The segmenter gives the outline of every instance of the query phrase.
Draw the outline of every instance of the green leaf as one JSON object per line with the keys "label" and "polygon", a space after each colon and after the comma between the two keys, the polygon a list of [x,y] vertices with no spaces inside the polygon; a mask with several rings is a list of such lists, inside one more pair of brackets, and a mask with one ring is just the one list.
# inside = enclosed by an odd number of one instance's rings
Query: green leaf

==

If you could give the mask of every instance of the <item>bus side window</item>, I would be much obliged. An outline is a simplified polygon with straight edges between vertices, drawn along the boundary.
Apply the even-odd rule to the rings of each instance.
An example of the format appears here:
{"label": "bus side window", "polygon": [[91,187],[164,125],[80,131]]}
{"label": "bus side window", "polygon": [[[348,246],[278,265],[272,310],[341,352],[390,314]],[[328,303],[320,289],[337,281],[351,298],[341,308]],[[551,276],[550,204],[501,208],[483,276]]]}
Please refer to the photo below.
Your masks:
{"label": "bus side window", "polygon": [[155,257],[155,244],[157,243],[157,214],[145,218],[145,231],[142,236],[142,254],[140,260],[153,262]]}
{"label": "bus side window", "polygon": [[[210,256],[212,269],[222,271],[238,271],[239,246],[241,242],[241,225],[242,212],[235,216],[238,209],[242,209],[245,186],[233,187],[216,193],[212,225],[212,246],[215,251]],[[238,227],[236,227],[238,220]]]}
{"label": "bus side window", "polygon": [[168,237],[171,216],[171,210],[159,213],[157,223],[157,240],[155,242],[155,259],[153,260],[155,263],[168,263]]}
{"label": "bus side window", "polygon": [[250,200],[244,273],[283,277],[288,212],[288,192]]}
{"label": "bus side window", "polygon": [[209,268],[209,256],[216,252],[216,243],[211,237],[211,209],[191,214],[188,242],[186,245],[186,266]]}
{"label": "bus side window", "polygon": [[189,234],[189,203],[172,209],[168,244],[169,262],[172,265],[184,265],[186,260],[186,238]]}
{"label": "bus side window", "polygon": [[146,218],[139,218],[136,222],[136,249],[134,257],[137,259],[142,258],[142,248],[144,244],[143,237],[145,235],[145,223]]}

Challenge »
Write out the data starting at the line that contains "If you could" and ending at the line that contains "An example of", substituting "nonzero winding rule" for "even-odd rule" and keeping everything else the same.

Exercise response »
If you could give the mask of every instance of the <item>bus side window</item>, I would be much obliged. An outline is a simplified polygon with straight edges between vertices, drawn along the boundary.
Apply the nonzero winding rule to the rings of each instance.
An example of the format appears here:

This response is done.